— start —

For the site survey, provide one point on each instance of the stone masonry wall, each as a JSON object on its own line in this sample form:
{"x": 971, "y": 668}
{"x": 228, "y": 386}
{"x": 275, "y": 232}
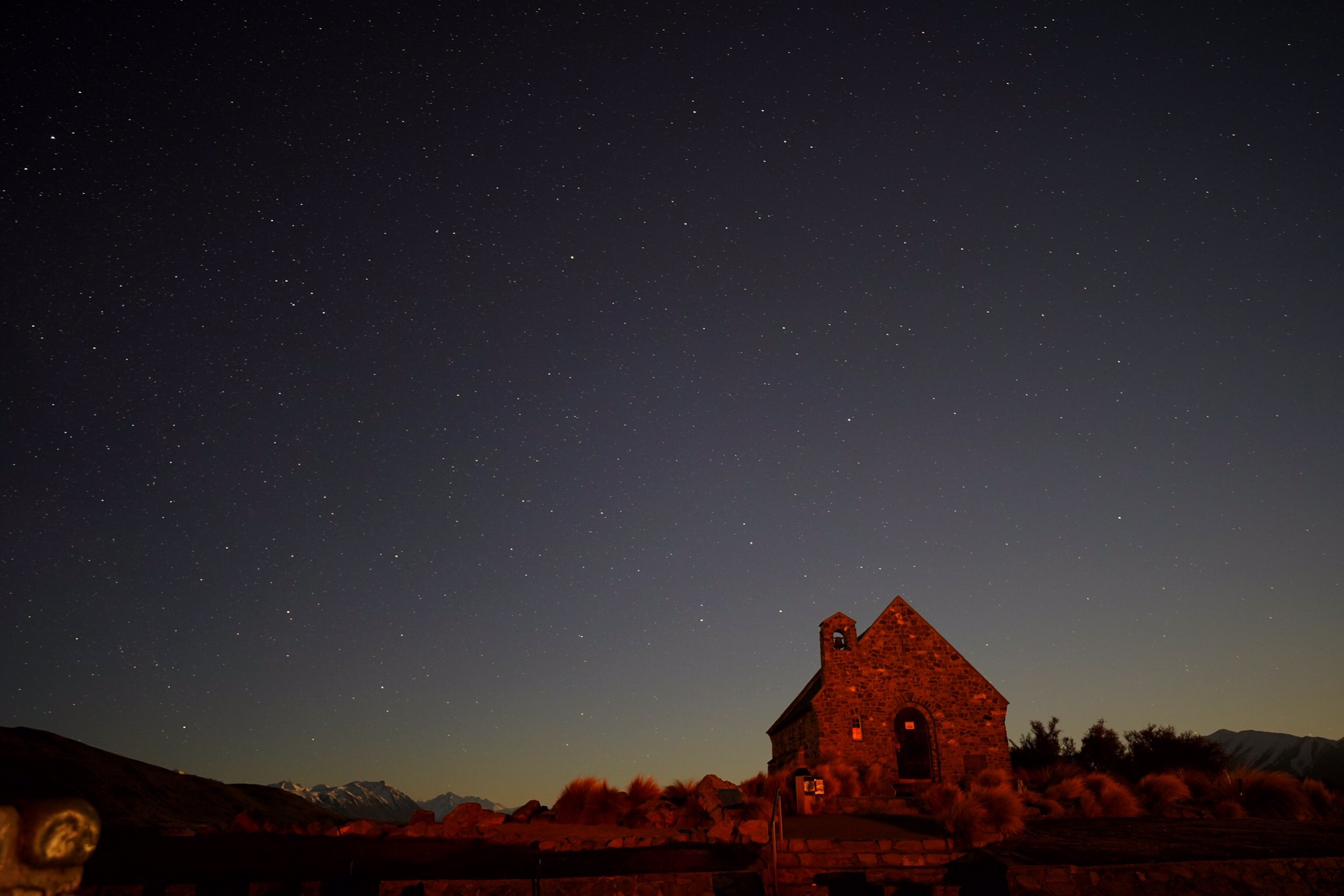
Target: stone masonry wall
{"x": 902, "y": 662}
{"x": 1224, "y": 878}
{"x": 802, "y": 734}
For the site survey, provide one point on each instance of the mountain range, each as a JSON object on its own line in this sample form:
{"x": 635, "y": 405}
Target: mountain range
{"x": 134, "y": 794}
{"x": 379, "y": 801}
{"x": 1304, "y": 757}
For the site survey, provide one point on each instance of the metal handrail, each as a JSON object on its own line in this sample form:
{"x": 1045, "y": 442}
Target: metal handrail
{"x": 776, "y": 840}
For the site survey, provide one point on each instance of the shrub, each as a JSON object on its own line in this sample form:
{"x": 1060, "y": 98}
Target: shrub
{"x": 1042, "y": 746}
{"x": 1154, "y": 750}
{"x": 991, "y": 778}
{"x": 1161, "y": 793}
{"x": 1102, "y": 750}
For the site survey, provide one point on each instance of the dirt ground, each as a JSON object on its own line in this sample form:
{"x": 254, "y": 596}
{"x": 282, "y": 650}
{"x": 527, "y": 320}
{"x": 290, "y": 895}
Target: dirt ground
{"x": 136, "y": 858}
{"x": 131, "y": 858}
{"x": 1113, "y": 841}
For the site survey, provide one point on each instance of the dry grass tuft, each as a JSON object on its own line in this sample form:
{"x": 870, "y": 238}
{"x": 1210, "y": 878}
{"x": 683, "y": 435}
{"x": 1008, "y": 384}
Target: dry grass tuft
{"x": 643, "y": 789}
{"x": 1202, "y": 788}
{"x": 958, "y": 811}
{"x": 605, "y": 805}
{"x": 1161, "y": 793}
{"x": 1266, "y": 794}
{"x": 1113, "y": 798}
{"x": 569, "y": 805}
{"x": 1003, "y": 811}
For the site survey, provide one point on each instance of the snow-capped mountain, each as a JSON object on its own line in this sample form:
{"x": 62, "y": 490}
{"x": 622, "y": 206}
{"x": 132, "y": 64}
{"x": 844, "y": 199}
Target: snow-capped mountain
{"x": 1306, "y": 757}
{"x": 445, "y": 804}
{"x": 372, "y": 799}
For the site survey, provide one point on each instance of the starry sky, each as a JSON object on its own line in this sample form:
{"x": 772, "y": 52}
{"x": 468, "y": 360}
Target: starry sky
{"x": 482, "y": 396}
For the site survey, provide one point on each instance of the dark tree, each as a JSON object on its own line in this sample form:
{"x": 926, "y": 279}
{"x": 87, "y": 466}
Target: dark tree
{"x": 1042, "y": 746}
{"x": 1154, "y": 750}
{"x": 1102, "y": 750}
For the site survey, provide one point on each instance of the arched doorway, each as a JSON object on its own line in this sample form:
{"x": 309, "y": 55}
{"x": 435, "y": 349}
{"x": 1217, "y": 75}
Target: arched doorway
{"x": 913, "y": 754}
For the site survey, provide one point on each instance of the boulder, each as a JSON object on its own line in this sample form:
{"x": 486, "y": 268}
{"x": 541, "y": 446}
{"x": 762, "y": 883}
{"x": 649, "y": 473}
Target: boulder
{"x": 717, "y": 796}
{"x": 248, "y": 822}
{"x": 527, "y": 812}
{"x": 468, "y": 818}
{"x": 659, "y": 813}
{"x": 721, "y": 832}
{"x": 755, "y": 832}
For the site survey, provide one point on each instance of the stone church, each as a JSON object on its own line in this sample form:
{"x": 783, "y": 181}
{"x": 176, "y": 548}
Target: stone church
{"x": 899, "y": 695}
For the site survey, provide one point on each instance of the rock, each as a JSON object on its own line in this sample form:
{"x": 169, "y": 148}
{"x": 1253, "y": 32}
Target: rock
{"x": 659, "y": 813}
{"x": 468, "y": 818}
{"x": 360, "y": 828}
{"x": 721, "y": 832}
{"x": 527, "y": 812}
{"x": 715, "y": 794}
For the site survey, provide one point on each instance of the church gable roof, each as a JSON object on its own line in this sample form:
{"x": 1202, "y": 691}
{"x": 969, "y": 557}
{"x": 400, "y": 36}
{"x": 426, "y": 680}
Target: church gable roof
{"x": 875, "y": 634}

— end —

◆ WHAT THIS TASK INVOLVES: Can you copy out, word for word, the lines from the one containing "of the church" up to and including the last line of the entries?

◆ SOLUTION TO THIS EXERCISE:
For the site survey, provide one point on each instance of the church gable roof, each as a JSON object on its own line in this sample form:
{"x": 1202, "y": 691}
{"x": 969, "y": 557}
{"x": 400, "y": 36}
{"x": 426, "y": 680}
Target: church gable roof
{"x": 875, "y": 634}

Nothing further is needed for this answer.